→ Extracted text
|---|
For people who have a poor credit history and their parents can’t help with a down payment they might consider co-signing a mortgage. Parents who have a better financial history than their child can help them qualify for a mortgage as they will promise to be responsible for mortgage payments if the primary mortgage holder fails to make said payments. It is crucial to be honest with yourself in order to enter into these conditions because unless your income is very stable and secure you could be putting a lot of financial strain on your parents.
I would not recommend you to ask your parents to take out a loan themselves to help you with a mortgage down payment. The housing market is climbing at the moment but if your house decreases in value then they might be paying interest on their loan to a house that is nowhere near the agreed buying price. If this is the situation consider sticking out the rental market for a few more years so you can afford your own down payment. And this brings me on to my final point.
In this section I want you to really look at your housing requirements. Do you really need an extra bedroom for guests? Do you have to live in the most chic street in town? Your parents have probably worked hard for their income and so have you. It seems we have quickly forgotten the mistakes that led to the housing crash of 2007. Many individuals and couples are again buying houses that are much more extravagant or superfluous than they actually need. The torment of worrying whether or not you can pay the next mortgage and extending the same stress onto your parents is, in my opinion, not worth that third bathroom.
|---|
→ Dataset
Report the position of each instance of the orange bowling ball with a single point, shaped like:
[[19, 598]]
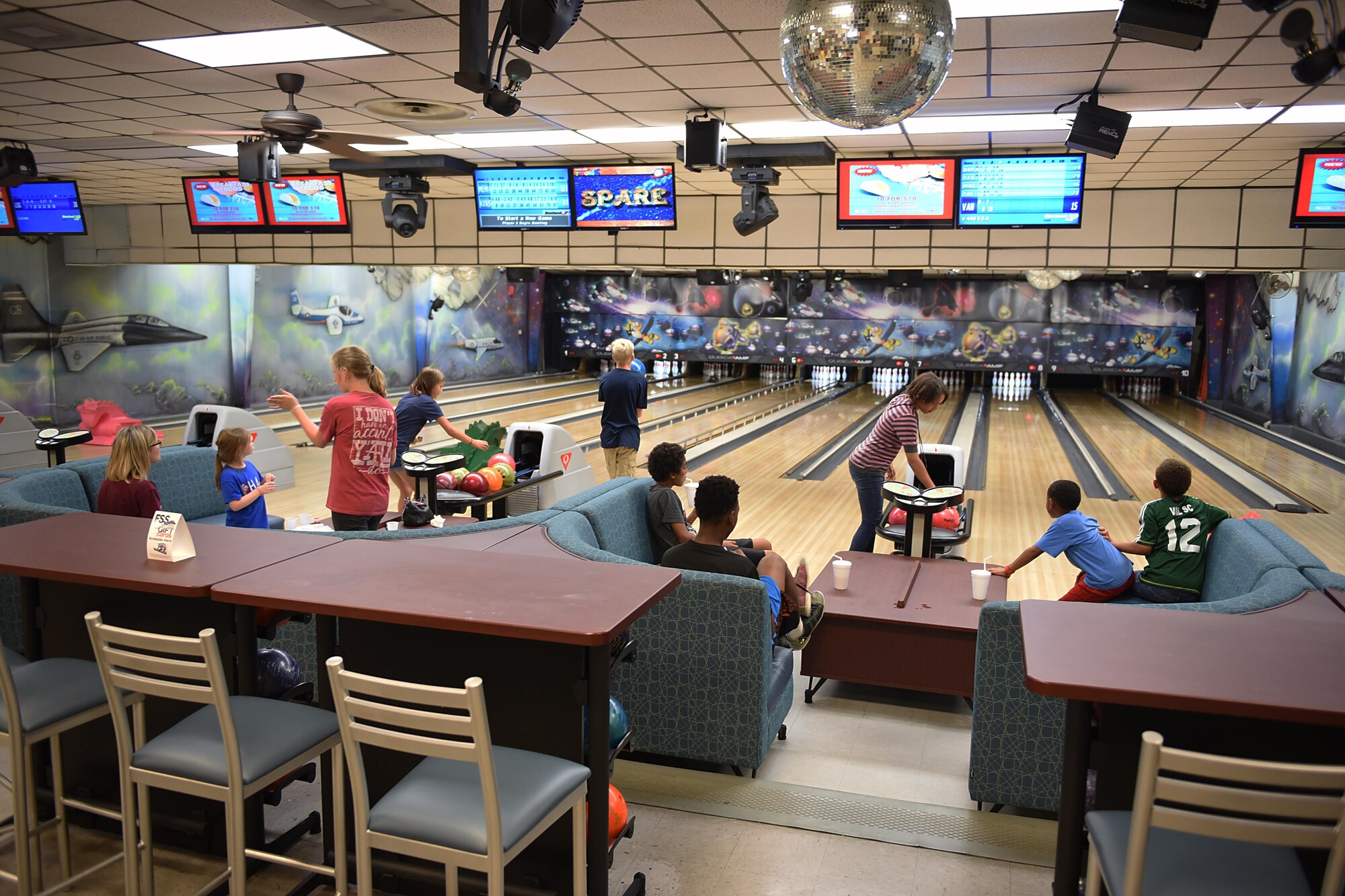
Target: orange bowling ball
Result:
[[493, 478]]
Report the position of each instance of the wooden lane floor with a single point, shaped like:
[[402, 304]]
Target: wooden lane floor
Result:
[[1288, 469], [693, 430]]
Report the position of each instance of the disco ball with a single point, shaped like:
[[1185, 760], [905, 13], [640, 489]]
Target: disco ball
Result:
[[866, 64]]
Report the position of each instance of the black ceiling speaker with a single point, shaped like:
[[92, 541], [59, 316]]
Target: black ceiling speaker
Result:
[[1174, 24]]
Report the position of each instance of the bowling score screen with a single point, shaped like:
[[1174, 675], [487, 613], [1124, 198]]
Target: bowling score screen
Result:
[[524, 200], [896, 193]]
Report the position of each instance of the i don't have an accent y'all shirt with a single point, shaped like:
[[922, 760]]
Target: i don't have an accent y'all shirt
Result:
[[1178, 529], [362, 431]]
|---|
→ Written exercise 1
Rewrite the passage from the mortgage advice text from "For people who" up to and including "on your parents.", putting "jointly signing" in place of "co-signing".
→ Written exercise 2
Repeat the lines of the listing above exactly, from the line with "Report the position of each instance of the disco" up to and including the line with "[[524, 200], [896, 193]]".

→ Final result 1
For people who have a poor credit history and their parents can’t help with a down payment they might consider jointly signing a mortgage. Parents who have a better financial history than their child can help them qualify for a mortgage as they will promise to be responsible for mortgage payments if the primary mortgage holder fails to make said payments. It is crucial to be honest with yourself in order to enter into these conditions because unless your income is very stable and secure you could be putting a lot of financial strain on your parents.

→ Final result 2
Report the position of each instance of the disco ball with a single point, shaped like:
[[1185, 760], [905, 13], [640, 489]]
Target: disco ball
Result:
[[866, 64]]
Report the position of each instance of the black ceiling speaker with a single point, shaped like:
[[92, 541], [59, 316]]
Target: black ceiling speaker
Result:
[[1174, 24]]
Report the position of each instance of the bowling score screen with a single point, shaped like:
[[1174, 675], [487, 613], [1124, 198]]
Target: bowling score screen
Result:
[[524, 200], [896, 193]]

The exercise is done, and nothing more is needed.